▶ TEXTO SELECIONADO
= = = =

Finanças e Economia, Economia e Finanças

Madame Serra não sabe, De tão raras contradanças

Que te aflige bichaninho, Tão generoso e tão meigo?

Não me digas que te foram, Roubar massas ao taleigo!

Pior que isso meu bem, Chama depressa a Raquel

Que eu estou quase a rebentar, Com este grande aranzel

Vendi as minhas acções, Ao sacana do António

Como foi que eu fiz isto, São tentações do Demónio…

Vem Raquel apressada, Das lides de concubina:

Estais à rasca, meus pombinhos, Vosso arrulhar desafina!

O meu Rosas é ministro, Só por mim ele quebra lanças

Isto está no seu pelouro:, Economia e Finanças

Mas nem o fado, nem a fama faziam justiça aos factos. João Dias Rosas, contou a José Freire Antunes, ainda tentou saber como se processara o negócio falando com Jorge Jardim, um dos homens de António Champalimaud. Mas este estava em Moçambique e não percebeu o que se passava.

“Jorge Jardim agiu neste caso como intermediário entre o Governo e Champalimaud. Dias Rosas queria saber como ocorrera a compra das acções por Champalimaud a Cupertino de Miranda e telefonou para o Dondo. Jorge Jardim deslocou-se a Lisboa, ficou a par do assunto, e voluntariou-se para ir ao México falar com Champalimaud. Veio de lá com a cópia de uma carta da qual ressaltava que Champalimaud estava de consciência tranquila: Cupertino de Miranda garantira-lhe por escrito que Dias Rosas daria o seu acordo à fusão” entre o BPSM e o BPA, conta José Freire Antunes na biografia de Jorge Jardim.

O papel de Marcello Caetano no “locupertinamento à custa alheia”

Carlos da Câmara Pestana e Vasco Vieira de Almeida dirigiram-se a casa de Marcello Caetano na rua Duarte Lobo, na capital portuguesa. Quando os recebeu, o presidente do Conselho já sabia dos pormenores do negócio. Reagiu, considerando que a fusão representava uma excessiva concentração bancária e não gostou que o negócio tivesse sido feito sem o seu conhecimento, tanto mais que superava o controlo sobre um terço do sistema bancário, ainda por cima em benefício de um empresário que estava a ser julgado à revelia nos tribunais portugueses.

= = = =

Itens anotados com coordenadas

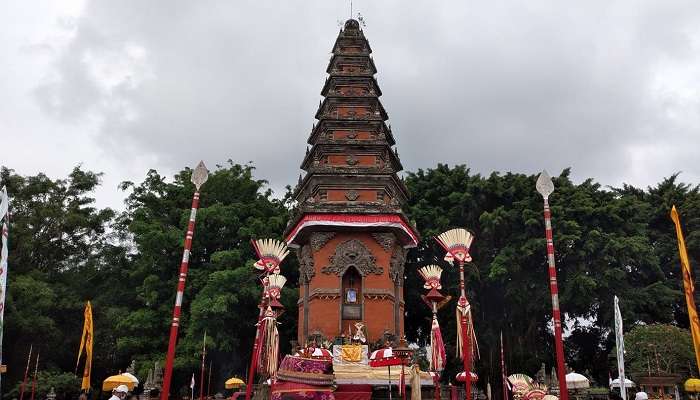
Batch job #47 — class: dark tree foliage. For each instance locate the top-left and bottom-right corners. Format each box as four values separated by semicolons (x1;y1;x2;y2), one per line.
405;165;700;385
0;162;700;398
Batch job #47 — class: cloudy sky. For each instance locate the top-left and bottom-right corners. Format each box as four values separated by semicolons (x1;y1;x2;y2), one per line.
0;0;700;207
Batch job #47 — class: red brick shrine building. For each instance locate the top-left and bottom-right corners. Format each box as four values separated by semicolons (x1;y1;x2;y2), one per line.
285;19;418;344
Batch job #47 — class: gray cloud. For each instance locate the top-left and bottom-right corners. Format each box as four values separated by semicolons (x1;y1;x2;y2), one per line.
9;0;700;206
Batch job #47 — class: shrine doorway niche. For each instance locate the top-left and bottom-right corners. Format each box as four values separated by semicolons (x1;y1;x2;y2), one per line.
340;265;362;324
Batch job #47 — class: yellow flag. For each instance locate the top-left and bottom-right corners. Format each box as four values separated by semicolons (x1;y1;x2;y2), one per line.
75;301;93;390
671;206;700;371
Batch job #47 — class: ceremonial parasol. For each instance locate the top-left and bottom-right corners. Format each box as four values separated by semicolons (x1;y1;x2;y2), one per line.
224;377;245;389
683;378;700;392
566;372;591;389
102;374;136;392
369;347;403;400
122;372;139;385
610;378;636;388
523;388;547;400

= = = =

▶ INSTRUÇÕES DO EXERCÍCIO
Extraia do texto sobre a fusão do BPSM com o BPA, sem qualquer alteração, o trecho que começa em "Isto está no" e vai até "que se passava.".

▶ RESPOSTA COMENTADA
Isto está no seu pelouro:, Economia e Finanças

Mas nem o fado, nem a fama faziam justiça aos factos. João Dias Rosas, contou a José Freire Antunes, ainda tentou saber como se processara o negócio falando com Jorge Jardim, um dos homens de António Champalimaud. Mas este estava em Moçambique e não percebeu o que se passava.